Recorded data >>
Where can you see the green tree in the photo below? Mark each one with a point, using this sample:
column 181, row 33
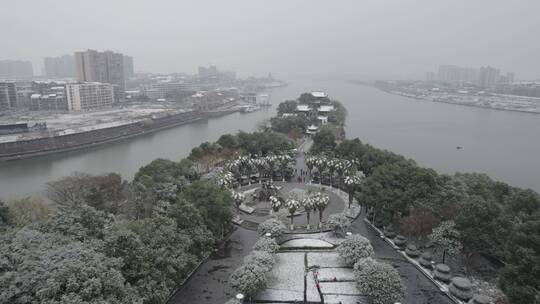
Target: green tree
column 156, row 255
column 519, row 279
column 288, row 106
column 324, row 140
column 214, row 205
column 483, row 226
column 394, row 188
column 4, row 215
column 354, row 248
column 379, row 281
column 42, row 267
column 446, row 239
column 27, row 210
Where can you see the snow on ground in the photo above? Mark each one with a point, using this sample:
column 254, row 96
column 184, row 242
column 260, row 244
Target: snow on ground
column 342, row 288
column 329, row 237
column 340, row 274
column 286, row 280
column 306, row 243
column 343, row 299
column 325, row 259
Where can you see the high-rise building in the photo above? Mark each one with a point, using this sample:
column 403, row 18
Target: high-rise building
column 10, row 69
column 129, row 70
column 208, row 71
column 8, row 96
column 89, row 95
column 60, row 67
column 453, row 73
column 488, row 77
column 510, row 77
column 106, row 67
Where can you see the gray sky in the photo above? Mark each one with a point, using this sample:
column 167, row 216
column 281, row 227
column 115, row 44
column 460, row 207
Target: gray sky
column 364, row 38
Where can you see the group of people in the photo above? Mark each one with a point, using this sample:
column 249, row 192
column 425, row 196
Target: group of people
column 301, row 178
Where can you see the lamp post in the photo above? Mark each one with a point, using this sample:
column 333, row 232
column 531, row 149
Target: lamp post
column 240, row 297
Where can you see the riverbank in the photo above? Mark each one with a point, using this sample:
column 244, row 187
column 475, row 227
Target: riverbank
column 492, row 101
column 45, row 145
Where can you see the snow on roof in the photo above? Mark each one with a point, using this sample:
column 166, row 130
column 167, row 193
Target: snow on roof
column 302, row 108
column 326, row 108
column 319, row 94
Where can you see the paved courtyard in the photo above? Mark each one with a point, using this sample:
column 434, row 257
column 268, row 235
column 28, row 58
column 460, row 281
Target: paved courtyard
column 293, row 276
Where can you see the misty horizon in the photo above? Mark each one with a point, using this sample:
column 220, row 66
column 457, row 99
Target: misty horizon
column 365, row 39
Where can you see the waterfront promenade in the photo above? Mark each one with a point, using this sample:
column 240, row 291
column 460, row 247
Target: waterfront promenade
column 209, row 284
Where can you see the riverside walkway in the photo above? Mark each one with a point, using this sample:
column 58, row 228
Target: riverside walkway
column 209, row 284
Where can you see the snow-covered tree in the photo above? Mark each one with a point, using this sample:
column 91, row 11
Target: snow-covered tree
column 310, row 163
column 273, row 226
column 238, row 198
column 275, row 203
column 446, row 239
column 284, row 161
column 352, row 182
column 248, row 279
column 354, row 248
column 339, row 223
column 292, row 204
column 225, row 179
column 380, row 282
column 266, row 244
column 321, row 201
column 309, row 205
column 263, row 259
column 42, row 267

...

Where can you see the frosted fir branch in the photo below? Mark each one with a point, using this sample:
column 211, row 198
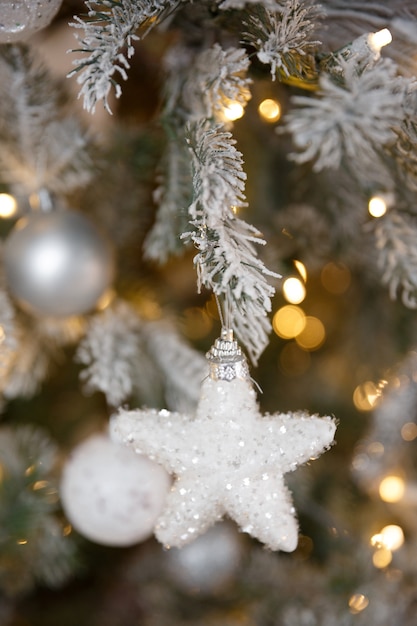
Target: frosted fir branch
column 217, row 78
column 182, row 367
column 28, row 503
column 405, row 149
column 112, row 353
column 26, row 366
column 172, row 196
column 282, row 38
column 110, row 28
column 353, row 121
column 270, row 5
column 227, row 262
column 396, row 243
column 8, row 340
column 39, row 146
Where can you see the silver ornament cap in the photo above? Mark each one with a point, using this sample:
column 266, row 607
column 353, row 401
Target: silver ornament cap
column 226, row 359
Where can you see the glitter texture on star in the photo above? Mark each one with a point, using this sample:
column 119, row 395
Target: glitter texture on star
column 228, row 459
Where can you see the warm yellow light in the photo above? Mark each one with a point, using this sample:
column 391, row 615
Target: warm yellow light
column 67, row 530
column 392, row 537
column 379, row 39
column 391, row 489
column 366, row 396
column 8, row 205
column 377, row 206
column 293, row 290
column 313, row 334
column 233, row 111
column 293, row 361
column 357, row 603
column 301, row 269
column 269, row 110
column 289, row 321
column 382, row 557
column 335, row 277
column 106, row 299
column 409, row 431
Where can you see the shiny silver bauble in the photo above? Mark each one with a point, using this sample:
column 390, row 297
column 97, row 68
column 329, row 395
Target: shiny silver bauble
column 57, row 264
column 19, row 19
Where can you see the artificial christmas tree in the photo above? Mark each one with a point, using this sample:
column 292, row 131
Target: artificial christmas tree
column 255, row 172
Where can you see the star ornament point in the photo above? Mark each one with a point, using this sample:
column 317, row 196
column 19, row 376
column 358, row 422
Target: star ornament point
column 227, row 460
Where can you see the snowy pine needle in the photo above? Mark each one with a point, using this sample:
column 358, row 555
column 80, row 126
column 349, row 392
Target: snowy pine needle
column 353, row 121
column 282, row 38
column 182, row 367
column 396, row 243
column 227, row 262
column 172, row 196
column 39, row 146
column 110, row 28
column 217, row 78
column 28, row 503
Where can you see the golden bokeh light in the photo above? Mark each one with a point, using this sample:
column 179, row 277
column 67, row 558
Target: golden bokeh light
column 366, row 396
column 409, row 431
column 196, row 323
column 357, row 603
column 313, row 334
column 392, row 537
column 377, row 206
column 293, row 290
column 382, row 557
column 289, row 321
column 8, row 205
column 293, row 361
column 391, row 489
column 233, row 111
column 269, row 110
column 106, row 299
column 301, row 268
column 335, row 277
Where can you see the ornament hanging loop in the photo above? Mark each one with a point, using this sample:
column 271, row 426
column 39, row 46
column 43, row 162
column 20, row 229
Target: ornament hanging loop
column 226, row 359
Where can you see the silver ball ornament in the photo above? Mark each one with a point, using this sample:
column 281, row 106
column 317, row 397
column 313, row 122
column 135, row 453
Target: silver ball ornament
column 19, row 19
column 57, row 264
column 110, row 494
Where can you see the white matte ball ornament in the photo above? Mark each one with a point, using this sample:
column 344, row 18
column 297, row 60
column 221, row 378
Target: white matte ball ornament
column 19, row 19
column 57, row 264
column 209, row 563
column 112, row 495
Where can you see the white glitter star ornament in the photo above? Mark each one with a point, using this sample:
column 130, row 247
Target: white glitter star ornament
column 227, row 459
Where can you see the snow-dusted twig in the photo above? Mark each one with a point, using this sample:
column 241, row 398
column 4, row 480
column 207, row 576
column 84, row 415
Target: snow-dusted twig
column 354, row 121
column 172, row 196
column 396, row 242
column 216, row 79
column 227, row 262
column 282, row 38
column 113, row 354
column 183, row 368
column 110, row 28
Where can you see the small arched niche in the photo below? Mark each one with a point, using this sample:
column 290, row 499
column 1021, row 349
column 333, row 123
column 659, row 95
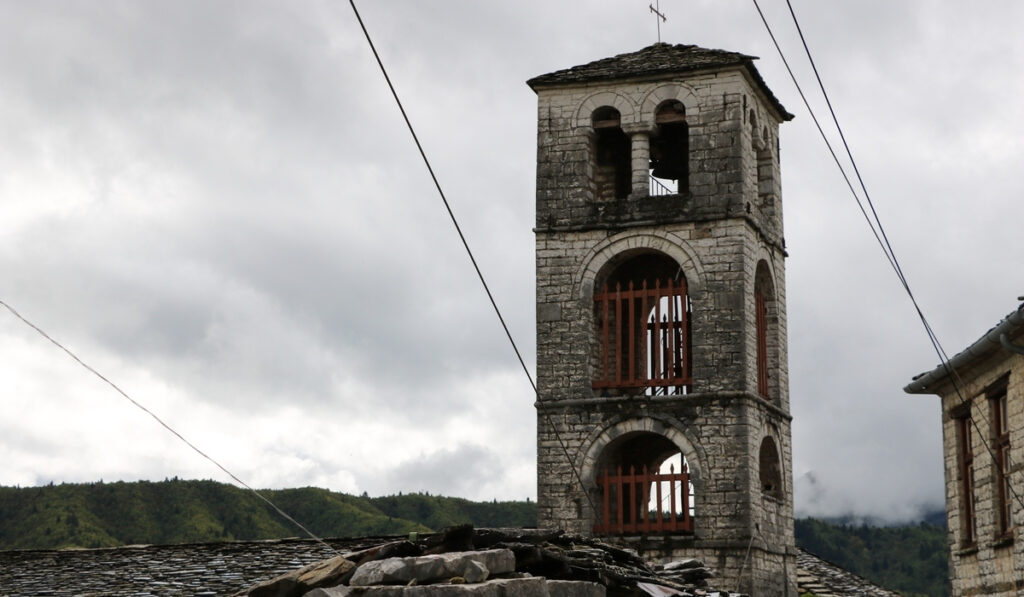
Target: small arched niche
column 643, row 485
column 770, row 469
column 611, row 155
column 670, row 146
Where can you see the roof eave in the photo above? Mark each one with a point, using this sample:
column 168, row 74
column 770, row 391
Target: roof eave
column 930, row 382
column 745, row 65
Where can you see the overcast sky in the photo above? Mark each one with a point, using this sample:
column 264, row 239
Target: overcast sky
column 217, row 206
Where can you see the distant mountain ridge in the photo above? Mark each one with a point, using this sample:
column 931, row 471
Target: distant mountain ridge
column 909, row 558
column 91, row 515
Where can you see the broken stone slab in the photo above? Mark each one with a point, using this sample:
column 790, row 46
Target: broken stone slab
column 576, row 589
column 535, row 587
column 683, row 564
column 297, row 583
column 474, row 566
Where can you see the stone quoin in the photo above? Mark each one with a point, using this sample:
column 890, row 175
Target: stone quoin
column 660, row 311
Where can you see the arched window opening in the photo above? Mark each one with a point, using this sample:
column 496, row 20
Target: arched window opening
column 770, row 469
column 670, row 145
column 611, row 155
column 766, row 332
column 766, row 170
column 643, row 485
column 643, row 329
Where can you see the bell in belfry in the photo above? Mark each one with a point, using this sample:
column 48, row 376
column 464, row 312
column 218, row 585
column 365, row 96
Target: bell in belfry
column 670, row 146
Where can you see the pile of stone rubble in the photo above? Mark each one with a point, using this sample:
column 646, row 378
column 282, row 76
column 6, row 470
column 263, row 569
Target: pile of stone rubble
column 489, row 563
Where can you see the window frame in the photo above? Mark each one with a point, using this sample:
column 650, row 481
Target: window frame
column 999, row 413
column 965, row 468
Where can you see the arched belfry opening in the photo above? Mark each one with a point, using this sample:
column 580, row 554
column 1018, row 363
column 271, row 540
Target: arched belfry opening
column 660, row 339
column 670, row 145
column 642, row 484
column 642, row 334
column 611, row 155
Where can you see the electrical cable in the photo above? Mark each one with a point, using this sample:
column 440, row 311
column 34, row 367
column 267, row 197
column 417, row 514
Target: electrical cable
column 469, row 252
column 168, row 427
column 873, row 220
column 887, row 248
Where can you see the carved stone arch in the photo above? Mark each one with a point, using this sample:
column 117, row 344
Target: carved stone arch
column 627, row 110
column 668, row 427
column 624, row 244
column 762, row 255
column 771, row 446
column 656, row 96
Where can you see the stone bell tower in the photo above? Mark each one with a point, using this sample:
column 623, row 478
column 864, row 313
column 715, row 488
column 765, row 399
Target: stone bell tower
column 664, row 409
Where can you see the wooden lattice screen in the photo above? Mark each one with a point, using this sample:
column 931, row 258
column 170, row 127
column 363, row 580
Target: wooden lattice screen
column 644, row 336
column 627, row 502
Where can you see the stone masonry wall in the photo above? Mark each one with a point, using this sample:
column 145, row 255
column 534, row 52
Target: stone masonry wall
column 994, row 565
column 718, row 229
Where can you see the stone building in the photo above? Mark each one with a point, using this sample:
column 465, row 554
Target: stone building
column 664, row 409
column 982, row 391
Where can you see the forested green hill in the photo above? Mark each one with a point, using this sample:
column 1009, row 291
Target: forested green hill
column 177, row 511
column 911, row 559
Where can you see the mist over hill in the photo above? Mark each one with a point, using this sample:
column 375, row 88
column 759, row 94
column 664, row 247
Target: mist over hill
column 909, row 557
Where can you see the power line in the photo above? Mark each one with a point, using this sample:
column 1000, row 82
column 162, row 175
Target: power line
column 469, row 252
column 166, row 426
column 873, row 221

To do >> Read through the data and copy every line where "below" shows up.

Completed exercise >>
Where can you see the green tree in the photo below? Mark each one with a point, using this sample:
Where can you see the frosted fir branch in the photo below? Mark each one with a point, using this sample:
Where can you see the small arched niche in the photo below? Mark each one with a point, using this sample:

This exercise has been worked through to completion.